## DOCUMENT
— START —

If you wish to run SIMO as a server, you need to first run the following::

    bin\builder.exe build simulator\builder.ini

Then, all of the following need to be running at the same time::

    redis-server
    bin\server.exe simulator\server_runner.ini
    bin\worker.exe
    
After which you can run the following to start runs::

    bin\control.exe

If you're using SIMO source distribution, you won't have the \bin -executables and you have to run SIMO using the following commands::

   python src\builder.py build simulator\builder.ini
   python src\runner.py simulator\runner.ini

If you wish to run SIMO as a server, you need to first run the following::

    python src\builder.py build simulator\builder.ini

Then, all of the following need to be running at the same time::

    redis-server
    python src\simoserver\simoserver.py simulator\server_runner.ini
    python src\simoserver\run_celeryd.py
    
After which you can run the following to start runs::

    python src\simoserver\simoctrl.py


On Linux & OS X
+++++++++++++++

SIMO is run in the terminal from the installation directory::

   bin/builder build simulator/builder.ini
   bin/runner simulator/runner.ini

If you wish to run SIMO as a server, you need to first run the following::

    bin/builder build simulator/builder.ini

Then, all of the following need to be running at the same time::

    bin/redis-server
    bin/server simulator/server_runner.ini
    bin/server_celeryd
    
After which you can run the following to start runs::

    bin/server_control

Structure of your SIMO installation
-----------------------------------

To use SIMO, you have three executables in the *bin* directory in your SIMO installation directory::
   
   /bin
      builder.exe or builder
      runner.exe or runner
      logger.exe or logger

If you're using the source distribution on Windows, there won't be the *bin* directory. Instead you'll have these files in the *src* directory::

   /src
      builder.py
      runner.py
      logger.py

The three executable files (or Python files) are the modules used for running SIMO. The default setup is to run the programs from the root SIMO directory.

In addition to those, the *simulator* directory in your SIMO installation directory contains important bits and pieces used to construct the simulator and optimizer you'll be using::

   /simulator
      /db
      /input
      /models
         /aggregation
         /cash_flow
         /geo_table
         /management
         /operation
         /prediction
      /output
      /xml
         /aggregation_models
         /cash_flows
         /conversions
         /geo_tables
         /management_models
         /model_chains
         /operation_models
         /parameter_tables
         /prediction_models
         /samples
         /schemas
         /translation
      builder.ini
      exporter.ini
      lister.ini
      runner.ini

The files *builder.ini* and *runner.ini* are parameter files for controlling the execution of the *builder* and *runner* modules, respectively. The name and the location of the ini-files can naturally be different to the one given above.

— END —

## INPUT MATERIAL
— START —

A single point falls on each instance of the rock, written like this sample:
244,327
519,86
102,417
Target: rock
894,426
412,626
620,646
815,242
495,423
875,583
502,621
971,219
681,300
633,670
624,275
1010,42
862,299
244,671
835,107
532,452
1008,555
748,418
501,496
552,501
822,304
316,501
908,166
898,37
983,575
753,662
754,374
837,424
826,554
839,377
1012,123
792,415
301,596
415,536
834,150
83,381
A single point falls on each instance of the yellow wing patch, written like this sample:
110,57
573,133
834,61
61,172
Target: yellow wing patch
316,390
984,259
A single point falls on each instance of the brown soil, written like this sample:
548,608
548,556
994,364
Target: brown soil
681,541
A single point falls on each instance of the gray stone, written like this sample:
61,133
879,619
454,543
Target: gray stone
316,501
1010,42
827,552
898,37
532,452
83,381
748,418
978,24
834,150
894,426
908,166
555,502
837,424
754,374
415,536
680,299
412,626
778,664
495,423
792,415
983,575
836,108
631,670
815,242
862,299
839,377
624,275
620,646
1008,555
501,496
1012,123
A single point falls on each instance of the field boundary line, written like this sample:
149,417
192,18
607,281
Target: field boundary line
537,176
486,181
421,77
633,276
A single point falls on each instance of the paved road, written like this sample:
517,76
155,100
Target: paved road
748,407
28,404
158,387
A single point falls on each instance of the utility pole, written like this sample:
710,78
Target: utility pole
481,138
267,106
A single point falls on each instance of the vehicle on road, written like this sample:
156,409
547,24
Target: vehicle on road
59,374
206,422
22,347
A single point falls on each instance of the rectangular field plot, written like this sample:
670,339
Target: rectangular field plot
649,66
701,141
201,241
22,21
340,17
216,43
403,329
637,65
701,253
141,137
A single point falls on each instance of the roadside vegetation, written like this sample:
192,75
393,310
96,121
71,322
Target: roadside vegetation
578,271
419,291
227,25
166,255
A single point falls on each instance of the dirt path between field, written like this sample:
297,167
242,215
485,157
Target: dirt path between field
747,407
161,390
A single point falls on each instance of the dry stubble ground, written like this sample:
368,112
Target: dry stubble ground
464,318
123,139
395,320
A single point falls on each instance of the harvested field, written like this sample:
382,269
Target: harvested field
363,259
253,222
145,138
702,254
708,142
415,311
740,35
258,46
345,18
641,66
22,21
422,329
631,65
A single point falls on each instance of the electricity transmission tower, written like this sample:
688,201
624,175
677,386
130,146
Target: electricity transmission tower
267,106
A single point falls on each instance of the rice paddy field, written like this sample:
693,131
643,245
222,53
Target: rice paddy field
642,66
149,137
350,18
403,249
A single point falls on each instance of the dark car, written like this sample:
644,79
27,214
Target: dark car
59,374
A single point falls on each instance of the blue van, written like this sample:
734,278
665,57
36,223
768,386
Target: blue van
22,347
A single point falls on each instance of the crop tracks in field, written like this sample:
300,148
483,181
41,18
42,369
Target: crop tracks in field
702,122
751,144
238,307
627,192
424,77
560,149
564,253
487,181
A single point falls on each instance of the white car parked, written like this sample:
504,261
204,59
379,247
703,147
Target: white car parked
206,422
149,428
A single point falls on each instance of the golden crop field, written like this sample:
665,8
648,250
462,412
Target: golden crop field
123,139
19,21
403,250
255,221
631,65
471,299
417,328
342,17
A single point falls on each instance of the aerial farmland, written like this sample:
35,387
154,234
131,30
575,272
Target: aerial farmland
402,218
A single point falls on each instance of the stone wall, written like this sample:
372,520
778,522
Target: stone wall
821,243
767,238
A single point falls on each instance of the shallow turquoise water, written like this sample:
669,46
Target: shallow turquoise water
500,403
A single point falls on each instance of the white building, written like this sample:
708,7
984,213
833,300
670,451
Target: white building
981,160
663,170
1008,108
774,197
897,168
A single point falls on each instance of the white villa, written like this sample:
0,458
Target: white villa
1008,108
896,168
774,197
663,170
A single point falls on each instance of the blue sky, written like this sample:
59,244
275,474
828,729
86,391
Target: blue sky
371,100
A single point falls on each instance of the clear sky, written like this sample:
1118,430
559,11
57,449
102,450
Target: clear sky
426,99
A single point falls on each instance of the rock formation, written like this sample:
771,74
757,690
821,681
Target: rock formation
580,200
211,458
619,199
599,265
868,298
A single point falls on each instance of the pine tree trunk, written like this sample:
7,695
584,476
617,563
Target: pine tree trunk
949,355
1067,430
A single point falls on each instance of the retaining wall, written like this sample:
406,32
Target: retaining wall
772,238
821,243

— END —

## TO-DO LIST
a – Return the passage of the SIMO setup guide from "The three executable" to "root SIMO directory.", copied word for word.
b – Select each line of the rows above that contains the word "parked", and copy those lines as they appear.

## EXPECTED ANSWERS
a –
The three executable files (or Python files) are the modules used for running SIMO. The default setup is to run the programs from the root SIMO directory.

b –
A single point falls on each instance of the white car parked, written like this sample:
Target: white car parked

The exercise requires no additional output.